*** Opening THE DATA ***

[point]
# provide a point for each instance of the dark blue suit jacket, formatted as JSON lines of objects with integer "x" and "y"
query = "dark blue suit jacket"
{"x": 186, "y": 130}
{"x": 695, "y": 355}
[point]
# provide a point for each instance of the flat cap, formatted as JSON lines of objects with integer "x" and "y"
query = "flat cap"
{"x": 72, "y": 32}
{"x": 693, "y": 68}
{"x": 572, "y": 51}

*** Closing THE DATA ***

▸ REQUIRED WORK
Return the listing exactly as it was given to you, with every line intact.

▸ RESULT OF THE TASK
[point]
# provide a point for each instance of the dark blue suit jacket, formatted as JSON lines of objects with integer "x" and "y"
query = "dark blue suit jacket"
{"x": 186, "y": 130}
{"x": 695, "y": 355}
[point]
# provide a point for each instance of the flat cap, formatted as JSON lines of objects with integer "x" and "y"
query = "flat cap"
{"x": 72, "y": 32}
{"x": 693, "y": 68}
{"x": 572, "y": 51}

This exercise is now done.